● DOCUMENT PASSAGE
########
As the global economy starts to reopen, businesses, governments and investors have an opportunity to build back better. Investors also have an opportunity to go beyond national and regional legal frameworks, and ensure that supply chain management is in line with best practice, especially in countries where there has been a relaxation of labour laws to attract foreign investment. Investors should also engage with policymakers and regulators to close the current gap in protection of workers’ rights globally.

As set out in the PRI report Sustainable and inclusive: COVID-19 recovery and reform, investors must contribute to a recovery that is fair and inclusive, and which has respect for human rights at its core. The report presents recommendations to investors on how to best approach and devise their engagement with policymakers and regulators, based on a seven-part framework:

  • Undertake policy engagement, aligning your engagement and investment objectives
  • Work to policymakers’ timetables, not your own
  • Leverage arguments based on technical expertise
  • Engage at all levels of the policy process, as well as through the media
  • As far as possible, work together and speak with a coherent voice, especially where there is consensus
  • Better understand the relevant dynamics of policy decision-making across committees and groups
  • Be clear about who you represent and how policies impact your investor base

As part of the policy priorities for purpose, fairness and human rights, specific recommendations relate to:

  • Understanding the changing nature of connections to human rights risks.
########
● INFORMATION SUPPLIED
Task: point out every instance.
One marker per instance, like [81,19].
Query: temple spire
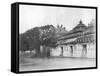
[80,22]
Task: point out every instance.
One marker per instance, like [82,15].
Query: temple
[78,42]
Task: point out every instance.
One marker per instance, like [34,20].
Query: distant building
[79,42]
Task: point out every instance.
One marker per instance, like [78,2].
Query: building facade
[79,42]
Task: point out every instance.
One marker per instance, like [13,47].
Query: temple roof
[80,26]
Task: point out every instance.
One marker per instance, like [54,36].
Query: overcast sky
[31,16]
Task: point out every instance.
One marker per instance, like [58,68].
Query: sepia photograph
[53,37]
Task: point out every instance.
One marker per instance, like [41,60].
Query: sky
[32,16]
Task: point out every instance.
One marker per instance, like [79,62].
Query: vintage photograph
[53,37]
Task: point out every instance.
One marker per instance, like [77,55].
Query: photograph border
[15,36]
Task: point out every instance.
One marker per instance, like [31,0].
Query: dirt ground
[31,64]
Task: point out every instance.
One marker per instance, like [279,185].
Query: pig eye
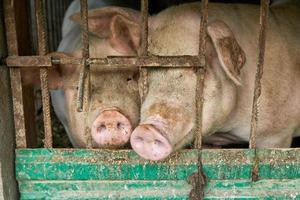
[119,125]
[139,139]
[101,128]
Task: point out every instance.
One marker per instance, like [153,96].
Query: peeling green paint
[108,174]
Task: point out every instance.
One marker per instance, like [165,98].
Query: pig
[168,111]
[114,105]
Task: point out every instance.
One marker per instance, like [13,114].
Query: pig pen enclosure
[66,173]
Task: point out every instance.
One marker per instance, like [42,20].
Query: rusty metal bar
[15,74]
[143,83]
[109,62]
[200,73]
[85,54]
[42,50]
[264,11]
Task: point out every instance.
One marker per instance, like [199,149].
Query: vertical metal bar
[264,9]
[85,54]
[200,73]
[15,74]
[42,50]
[143,83]
[84,77]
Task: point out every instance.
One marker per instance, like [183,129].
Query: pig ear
[230,54]
[120,25]
[31,76]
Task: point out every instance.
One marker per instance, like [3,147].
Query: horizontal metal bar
[28,61]
[109,62]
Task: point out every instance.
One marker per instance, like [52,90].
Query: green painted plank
[217,189]
[263,189]
[83,164]
[104,190]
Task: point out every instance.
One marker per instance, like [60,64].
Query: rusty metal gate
[38,170]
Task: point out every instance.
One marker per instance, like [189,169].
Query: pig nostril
[139,139]
[119,125]
[158,142]
[101,128]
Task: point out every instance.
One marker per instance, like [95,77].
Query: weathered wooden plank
[218,189]
[82,164]
[104,190]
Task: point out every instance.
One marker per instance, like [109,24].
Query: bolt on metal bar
[15,74]
[85,54]
[143,83]
[43,50]
[84,77]
[200,73]
[264,11]
[109,62]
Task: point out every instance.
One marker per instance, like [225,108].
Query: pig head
[114,98]
[168,112]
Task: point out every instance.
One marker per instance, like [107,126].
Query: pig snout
[111,129]
[149,143]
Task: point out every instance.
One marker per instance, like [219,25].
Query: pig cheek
[75,119]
########
● ACTION ITEM
Rewrite everything from "As the global" down to "workers’ rights globally." in the passage on investors and the COVID-19 recovery, replacing "supply chain management" with "supply chain oversight".

● RESULT BELOW
As the global economy starts to reopen, businesses, governments and investors have an opportunity to build back better. Investors also have an opportunity to go beyond national and regional legal frameworks, and ensure that supply chain oversight is in line with best practice, especially in countries where there has been a relaxation of labour laws to attract foreign investment. Investors should also engage with policymakers and regulators to close the current gap in protection of workers’ rights globally.